Exercise details: Pick out every line in the entries below that contains the string "detect" and copy each one unchanged. The match is case-sensitive.

Entries provided:
━━━

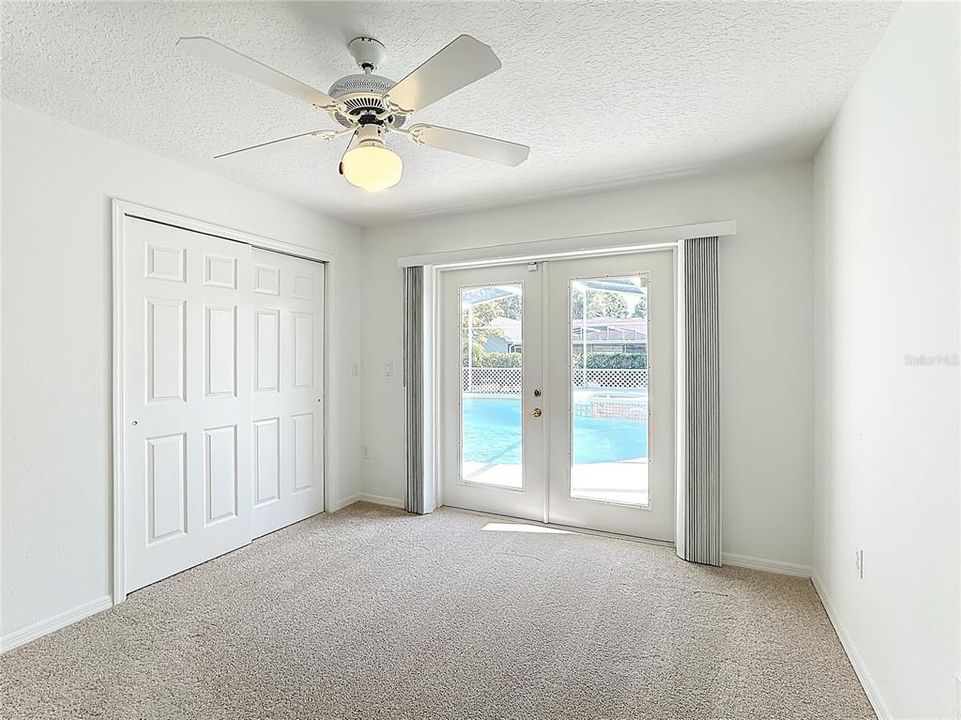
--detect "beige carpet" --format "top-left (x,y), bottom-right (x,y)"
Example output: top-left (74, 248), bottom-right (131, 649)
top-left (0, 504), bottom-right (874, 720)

━━━

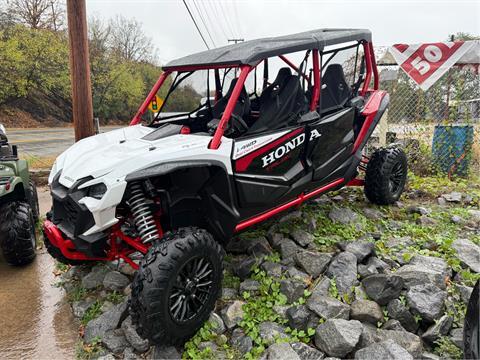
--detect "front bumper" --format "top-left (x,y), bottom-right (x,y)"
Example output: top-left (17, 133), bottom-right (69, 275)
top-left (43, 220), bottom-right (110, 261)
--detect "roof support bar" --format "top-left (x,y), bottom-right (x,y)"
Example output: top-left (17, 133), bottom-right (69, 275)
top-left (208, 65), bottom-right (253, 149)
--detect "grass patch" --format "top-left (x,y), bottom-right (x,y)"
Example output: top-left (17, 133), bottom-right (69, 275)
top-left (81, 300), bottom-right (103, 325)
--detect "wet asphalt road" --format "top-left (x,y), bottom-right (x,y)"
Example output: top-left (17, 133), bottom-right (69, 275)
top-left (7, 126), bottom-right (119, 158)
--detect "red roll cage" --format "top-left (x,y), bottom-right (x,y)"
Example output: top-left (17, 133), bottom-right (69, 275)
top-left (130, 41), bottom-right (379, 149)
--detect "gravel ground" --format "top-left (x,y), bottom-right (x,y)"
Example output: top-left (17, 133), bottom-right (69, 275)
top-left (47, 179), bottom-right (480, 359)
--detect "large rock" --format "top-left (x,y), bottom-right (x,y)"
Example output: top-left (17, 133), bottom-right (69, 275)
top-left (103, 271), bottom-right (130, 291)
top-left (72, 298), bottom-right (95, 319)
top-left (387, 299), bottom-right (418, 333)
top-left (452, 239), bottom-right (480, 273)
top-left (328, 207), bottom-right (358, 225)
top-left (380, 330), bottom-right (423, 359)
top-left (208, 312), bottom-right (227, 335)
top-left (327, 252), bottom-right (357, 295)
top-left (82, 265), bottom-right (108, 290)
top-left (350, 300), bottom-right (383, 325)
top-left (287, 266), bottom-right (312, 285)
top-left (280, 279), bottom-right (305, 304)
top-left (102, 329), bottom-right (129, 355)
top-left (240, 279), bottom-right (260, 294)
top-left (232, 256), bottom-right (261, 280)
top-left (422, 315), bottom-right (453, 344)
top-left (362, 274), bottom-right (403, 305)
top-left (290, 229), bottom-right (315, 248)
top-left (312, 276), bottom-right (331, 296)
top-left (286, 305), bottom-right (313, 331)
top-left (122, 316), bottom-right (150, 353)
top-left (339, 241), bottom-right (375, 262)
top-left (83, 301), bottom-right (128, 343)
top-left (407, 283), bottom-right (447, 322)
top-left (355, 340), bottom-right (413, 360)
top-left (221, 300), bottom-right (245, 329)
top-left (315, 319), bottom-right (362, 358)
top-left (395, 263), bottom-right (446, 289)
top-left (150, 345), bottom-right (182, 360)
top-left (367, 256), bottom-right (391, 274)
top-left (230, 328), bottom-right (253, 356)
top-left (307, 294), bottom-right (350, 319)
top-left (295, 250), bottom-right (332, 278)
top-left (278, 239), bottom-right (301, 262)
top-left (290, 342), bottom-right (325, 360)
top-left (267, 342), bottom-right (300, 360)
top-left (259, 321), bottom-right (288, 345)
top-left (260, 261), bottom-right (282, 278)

━━━

Correct result:
--detect "beige carpet" --format "top-left (x,y), bottom-right (x,y)"
--detect "front bumper" --format "top-left (x,y), bottom-right (x,y)"
--detect "roof support bar" --format "top-left (x,y), bottom-right (x,y)"
--detect "grass patch" --format "top-left (x,y), bottom-right (x,y)"
--detect "wet asphalt road" --format "top-left (x,y), bottom-right (x,y)"
--detect "red roll cage" --format "top-left (x,y), bottom-right (x,y)"
--detect "gravel ground" --format "top-left (x,y), bottom-right (x,y)"
--detect "large rock" --format "top-left (x,y), bottom-right (x,y)"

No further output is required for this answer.